## Problem details
How many lines in the items below contain the word "white"? Reply with the number alone.

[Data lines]
=-=-=

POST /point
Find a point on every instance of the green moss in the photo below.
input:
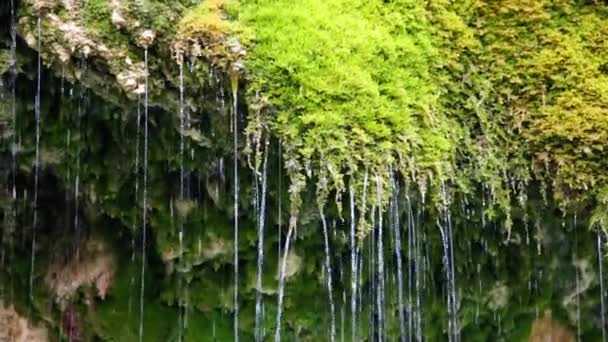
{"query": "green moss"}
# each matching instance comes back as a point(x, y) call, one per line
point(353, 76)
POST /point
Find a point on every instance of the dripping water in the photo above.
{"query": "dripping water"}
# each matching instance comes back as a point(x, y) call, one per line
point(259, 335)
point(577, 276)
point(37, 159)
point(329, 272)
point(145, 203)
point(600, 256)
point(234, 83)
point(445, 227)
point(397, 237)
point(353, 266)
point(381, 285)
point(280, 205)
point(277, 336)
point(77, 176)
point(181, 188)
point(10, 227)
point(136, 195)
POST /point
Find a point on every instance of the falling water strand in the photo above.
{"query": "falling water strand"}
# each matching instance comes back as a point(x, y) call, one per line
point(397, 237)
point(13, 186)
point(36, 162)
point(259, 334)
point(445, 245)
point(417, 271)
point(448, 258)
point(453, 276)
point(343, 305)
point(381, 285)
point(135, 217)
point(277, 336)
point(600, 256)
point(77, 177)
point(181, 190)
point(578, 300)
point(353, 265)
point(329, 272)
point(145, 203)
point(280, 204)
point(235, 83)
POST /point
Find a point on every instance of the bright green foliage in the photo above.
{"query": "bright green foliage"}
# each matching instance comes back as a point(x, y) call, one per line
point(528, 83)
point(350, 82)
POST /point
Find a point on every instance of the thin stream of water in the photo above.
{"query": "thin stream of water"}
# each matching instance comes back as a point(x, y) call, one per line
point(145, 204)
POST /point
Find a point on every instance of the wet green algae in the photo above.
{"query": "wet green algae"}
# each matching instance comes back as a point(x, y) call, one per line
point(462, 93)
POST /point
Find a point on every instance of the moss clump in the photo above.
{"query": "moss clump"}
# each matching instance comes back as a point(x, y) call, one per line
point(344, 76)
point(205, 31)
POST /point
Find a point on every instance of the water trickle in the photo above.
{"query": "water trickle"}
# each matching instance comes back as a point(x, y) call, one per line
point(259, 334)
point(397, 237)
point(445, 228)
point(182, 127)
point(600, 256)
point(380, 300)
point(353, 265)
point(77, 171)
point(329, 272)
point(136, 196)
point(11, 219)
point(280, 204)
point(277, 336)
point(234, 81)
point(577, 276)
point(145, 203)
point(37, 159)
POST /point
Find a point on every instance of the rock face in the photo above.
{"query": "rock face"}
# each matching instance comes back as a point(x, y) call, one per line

=-=-=

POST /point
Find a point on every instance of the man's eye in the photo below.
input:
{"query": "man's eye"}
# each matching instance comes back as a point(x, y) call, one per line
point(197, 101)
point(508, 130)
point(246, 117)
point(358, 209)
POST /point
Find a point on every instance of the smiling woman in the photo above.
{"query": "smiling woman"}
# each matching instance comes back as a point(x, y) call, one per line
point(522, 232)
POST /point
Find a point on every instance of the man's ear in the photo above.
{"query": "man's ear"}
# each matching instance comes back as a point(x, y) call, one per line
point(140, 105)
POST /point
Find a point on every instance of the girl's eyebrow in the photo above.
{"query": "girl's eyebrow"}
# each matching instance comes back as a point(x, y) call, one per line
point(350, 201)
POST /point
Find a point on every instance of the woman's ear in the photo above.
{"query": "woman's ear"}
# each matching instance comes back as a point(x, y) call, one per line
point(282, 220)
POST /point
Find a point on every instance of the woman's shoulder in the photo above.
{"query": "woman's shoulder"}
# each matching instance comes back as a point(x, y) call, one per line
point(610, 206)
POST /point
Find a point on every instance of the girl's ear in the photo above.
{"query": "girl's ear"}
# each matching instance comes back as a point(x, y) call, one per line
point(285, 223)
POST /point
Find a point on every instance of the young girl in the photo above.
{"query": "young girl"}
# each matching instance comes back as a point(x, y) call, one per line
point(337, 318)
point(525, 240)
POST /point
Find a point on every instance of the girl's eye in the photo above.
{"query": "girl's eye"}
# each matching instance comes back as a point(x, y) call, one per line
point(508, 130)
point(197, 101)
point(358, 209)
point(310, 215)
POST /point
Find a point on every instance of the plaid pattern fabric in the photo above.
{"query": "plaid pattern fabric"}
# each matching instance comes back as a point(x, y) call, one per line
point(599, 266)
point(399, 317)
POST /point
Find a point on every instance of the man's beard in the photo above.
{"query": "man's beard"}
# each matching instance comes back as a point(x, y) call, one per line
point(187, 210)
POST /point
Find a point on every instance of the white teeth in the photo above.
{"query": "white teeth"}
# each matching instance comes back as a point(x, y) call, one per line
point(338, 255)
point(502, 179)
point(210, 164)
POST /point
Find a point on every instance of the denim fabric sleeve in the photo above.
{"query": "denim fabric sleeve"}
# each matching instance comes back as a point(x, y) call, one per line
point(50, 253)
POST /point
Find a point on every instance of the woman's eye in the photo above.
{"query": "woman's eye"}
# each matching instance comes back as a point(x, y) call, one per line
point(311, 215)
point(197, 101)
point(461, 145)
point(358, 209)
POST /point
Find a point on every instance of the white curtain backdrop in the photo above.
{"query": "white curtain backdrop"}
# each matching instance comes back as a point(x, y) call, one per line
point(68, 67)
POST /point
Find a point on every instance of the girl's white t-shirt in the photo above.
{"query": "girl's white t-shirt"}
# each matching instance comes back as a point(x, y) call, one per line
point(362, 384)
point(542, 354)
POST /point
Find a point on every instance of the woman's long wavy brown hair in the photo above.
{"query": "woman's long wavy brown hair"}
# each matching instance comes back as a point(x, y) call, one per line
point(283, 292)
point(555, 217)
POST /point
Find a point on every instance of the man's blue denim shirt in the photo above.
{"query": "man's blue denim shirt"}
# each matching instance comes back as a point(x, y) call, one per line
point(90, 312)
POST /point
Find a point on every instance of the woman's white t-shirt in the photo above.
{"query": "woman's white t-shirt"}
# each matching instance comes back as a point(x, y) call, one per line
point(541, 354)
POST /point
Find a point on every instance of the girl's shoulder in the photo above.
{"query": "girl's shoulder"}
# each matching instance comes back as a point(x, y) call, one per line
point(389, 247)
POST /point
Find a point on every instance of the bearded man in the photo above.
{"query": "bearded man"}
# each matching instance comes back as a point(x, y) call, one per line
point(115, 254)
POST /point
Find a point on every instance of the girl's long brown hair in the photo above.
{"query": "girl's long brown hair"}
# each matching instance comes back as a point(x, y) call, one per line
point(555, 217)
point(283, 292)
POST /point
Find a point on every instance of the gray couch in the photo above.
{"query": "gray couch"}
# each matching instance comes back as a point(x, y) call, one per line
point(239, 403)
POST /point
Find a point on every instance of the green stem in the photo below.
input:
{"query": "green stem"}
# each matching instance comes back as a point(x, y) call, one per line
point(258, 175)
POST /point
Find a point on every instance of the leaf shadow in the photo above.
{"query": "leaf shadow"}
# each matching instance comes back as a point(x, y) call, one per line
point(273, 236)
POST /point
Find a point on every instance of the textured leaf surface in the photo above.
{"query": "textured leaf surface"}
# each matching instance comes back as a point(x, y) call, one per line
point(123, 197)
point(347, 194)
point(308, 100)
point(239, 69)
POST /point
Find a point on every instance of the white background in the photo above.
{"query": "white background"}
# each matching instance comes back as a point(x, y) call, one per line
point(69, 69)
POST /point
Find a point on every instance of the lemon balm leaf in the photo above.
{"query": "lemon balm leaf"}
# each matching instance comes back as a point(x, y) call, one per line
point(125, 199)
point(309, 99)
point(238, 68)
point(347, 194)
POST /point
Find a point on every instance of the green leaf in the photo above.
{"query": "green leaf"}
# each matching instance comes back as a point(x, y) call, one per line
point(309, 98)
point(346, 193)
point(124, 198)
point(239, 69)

=-=-=

## Response to this task
10